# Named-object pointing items
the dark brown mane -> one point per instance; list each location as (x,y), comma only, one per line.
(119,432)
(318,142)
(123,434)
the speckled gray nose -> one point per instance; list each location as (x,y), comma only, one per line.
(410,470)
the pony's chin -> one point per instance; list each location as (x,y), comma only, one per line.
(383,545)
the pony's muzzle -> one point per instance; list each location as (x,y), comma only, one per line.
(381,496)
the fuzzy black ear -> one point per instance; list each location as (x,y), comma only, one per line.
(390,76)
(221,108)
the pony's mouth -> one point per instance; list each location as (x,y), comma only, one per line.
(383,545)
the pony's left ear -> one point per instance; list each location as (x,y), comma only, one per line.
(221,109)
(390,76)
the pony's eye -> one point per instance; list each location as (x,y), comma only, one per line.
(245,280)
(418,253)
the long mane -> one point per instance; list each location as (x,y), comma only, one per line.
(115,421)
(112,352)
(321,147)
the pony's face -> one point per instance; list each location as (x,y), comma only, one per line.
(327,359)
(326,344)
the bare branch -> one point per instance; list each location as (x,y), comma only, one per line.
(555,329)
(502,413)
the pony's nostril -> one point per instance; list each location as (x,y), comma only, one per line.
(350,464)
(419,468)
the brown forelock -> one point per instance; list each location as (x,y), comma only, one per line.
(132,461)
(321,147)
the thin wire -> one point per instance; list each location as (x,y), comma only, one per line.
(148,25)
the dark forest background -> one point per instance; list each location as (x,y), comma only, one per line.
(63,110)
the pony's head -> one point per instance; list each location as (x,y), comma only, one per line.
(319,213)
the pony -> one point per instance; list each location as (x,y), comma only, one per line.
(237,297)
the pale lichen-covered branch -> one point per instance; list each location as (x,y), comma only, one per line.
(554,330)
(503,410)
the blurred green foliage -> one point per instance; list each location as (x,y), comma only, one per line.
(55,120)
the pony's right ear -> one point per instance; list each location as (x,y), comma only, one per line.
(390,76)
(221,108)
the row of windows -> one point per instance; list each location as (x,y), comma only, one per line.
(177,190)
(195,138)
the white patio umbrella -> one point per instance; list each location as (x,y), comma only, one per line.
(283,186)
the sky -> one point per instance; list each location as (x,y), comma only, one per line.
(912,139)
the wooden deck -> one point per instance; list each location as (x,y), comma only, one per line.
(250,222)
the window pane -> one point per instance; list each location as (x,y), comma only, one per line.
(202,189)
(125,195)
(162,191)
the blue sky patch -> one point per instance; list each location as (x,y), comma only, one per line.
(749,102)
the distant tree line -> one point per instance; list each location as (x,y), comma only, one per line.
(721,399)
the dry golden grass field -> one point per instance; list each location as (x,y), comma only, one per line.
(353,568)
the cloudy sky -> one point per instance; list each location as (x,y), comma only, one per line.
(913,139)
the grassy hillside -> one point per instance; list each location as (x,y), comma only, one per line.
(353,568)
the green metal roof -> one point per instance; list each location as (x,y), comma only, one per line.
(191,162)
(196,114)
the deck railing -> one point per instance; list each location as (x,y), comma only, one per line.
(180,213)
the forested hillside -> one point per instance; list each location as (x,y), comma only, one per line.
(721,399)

# GOAL OF THE EXERCISE
Reproduce every one of these items line for line, without any changes.

# REPLY
the dark brown mane -> one point per instance; list each location as (x,y), comma only, one per line.
(119,432)
(318,142)
(123,434)
the speckled gray nose -> one point per instance; list each location as (x,y), comma only, one per line.
(410,470)
the pony's chin -> one point per instance; list each location as (x,y), comma only, one per line.
(383,545)
the pony's muzzle -> one point per instance; list each location as (x,y), comma only, one per line.
(381,496)
the fuzzy black ear -> one point per instance; list each location as (x,y), comma only, one per line.
(390,76)
(221,108)
the pony's mouth -> one point per instance; list each location as (x,y), comma only, one per line.
(383,545)
the pony's left ear -> one point per instance; list each location as (x,y), comma only, one per line.
(221,109)
(390,76)
the pony's eye -> one point per instance; list each location as (x,y), comma only, one per line.
(245,280)
(418,253)
the long mane -> one point per instance; list each location as (x,y), comma only, one per line.
(115,421)
(112,352)
(321,147)
the pony's face -> one point per instance; list each location as (x,y), comma only, one per line.
(327,359)
(326,344)
the bare branch -> one point per instance; list each location as (x,y), comma only, one per line.
(555,329)
(502,413)
the pony's nostril -> one point per instance; list each location as (x,y), comma only, one per line.
(350,464)
(419,468)
the brown forelock -> one point per instance; list each location as (x,y), comma only, one per line.
(132,461)
(321,147)
the thin wire -> one point per instance; list each location as (x,y), comma only, one per line.
(148,25)
the dark forest background -> one point per instance; list each location as (x,y), comma only, one per line.
(63,110)
the pony's head -> one point per instance; list each location as (x,y), comma only, one per line.
(319,213)
the pony -> one point per instance; list each location as (x,y), comma only, one per line.
(237,297)
the pale lichen-covered branch -> one point per instance; list each location as (x,y), comma only, one per line.
(554,330)
(503,410)
the blurred green foliage -> one point per instance; list each location as (x,y), comma only, one per line.
(55,120)
the pony's right ear -> one point per instance; list each location as (x,y), comma only, one per line.
(390,76)
(221,108)
the row of windows -> one point per instance; list each location as (x,y), comma only, one per line.
(177,190)
(195,138)
the white patio umbrella -> one point per instance; list each location as (x,y), comma only, one per line.
(283,186)
the sky -> one point per instance; list each location as (x,y), comma only, one per line.
(912,139)
the wooden deck -> one point per instance; list each location as (x,y), comma only, one per line.
(250,222)
the window pane -> one point per instance; list each location as (x,y), comma only, one per line.
(202,189)
(125,195)
(162,191)
the blue sky patch -> one point per instance; list each location as (x,y), comma only, one per line.
(749,102)
the distant tree line -> one point per instance; list each location as (x,y), comma only, one per line.
(721,399)
the dry golden grass field -> one point per instance; list each location as (x,y), comma only, one per line.
(353,568)
the cloudy sky -> one point per instance; list each location as (x,y), comma only, one per line.
(913,139)
the grassy hillside -> one point per instance; list each location as (x,y), comma only, one per line.
(353,568)
the green metal roof -> one point per instance; list each location as (x,y), comma only, one per line.
(191,162)
(196,114)
the deck railing -> one point per instance; list each location as (x,y), comma only, one per line.
(180,213)
the forested hillside -> one point per instance; list each location as (x,y), comma only, one per line.
(721,399)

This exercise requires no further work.